PROBLEM TO SOLVE:
All lines of the records below that contain the word "rice" must be listed.

RECORDS TO USE:
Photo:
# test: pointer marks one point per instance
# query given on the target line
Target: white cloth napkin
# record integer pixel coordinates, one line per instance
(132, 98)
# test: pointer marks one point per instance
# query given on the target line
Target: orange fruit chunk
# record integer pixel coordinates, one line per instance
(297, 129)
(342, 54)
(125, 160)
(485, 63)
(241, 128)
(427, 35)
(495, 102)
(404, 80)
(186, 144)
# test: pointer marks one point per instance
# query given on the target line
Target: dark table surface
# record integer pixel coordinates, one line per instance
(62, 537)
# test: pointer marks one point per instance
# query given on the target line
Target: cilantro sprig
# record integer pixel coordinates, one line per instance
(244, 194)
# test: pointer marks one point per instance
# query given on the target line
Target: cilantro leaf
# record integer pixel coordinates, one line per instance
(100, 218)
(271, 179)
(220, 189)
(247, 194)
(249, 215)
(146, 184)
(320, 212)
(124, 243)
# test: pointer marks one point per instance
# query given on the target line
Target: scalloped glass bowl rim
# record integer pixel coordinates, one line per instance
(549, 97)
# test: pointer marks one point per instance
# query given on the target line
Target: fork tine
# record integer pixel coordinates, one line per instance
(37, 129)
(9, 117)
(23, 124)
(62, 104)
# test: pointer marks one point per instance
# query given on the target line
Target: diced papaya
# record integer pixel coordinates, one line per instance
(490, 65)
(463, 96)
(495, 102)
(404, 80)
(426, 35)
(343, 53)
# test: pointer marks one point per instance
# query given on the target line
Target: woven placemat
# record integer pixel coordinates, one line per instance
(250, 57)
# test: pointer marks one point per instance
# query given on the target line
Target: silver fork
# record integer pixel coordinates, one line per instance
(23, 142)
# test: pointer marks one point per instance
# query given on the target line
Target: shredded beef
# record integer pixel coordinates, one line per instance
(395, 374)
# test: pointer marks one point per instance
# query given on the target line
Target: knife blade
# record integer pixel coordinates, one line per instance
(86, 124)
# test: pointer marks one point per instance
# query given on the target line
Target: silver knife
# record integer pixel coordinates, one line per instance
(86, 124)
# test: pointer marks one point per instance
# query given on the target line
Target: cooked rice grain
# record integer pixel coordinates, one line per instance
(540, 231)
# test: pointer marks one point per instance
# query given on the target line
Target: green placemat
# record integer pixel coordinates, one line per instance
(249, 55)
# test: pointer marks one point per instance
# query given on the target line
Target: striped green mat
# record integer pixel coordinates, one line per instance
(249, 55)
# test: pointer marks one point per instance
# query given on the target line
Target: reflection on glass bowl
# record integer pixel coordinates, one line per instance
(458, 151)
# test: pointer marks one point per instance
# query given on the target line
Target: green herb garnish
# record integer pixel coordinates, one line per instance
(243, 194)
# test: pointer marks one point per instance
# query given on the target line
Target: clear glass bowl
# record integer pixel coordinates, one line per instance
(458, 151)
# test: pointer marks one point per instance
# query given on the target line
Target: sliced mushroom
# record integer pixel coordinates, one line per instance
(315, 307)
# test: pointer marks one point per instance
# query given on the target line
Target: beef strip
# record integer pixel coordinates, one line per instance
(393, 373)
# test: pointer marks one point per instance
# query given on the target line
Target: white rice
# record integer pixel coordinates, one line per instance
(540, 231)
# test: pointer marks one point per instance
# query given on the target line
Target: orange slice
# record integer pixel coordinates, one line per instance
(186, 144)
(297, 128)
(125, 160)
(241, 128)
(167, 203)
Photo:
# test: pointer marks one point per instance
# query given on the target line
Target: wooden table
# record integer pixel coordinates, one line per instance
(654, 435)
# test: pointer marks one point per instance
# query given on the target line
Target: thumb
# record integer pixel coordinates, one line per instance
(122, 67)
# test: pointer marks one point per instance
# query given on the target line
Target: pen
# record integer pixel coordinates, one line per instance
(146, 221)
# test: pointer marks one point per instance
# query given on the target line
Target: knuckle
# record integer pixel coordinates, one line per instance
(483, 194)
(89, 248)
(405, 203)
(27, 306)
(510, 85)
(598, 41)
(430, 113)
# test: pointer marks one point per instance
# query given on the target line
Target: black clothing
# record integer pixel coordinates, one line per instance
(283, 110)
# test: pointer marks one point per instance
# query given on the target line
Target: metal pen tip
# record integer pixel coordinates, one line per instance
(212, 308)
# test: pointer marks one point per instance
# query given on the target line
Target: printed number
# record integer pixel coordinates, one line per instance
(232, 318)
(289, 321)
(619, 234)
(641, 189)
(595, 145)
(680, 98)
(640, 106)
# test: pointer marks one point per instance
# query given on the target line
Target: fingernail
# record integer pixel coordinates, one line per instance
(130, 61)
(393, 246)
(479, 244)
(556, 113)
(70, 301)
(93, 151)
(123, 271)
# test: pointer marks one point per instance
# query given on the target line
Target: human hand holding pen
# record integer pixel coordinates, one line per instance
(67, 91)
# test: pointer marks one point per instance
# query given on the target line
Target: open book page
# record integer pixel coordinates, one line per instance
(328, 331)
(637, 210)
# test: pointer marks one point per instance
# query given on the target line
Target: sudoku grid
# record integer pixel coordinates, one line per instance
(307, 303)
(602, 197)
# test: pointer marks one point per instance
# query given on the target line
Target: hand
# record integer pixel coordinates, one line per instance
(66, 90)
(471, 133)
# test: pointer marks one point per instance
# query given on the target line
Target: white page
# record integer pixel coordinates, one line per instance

EXERCISE RESPONSE:
Target: cooked rice grain
Target: white rice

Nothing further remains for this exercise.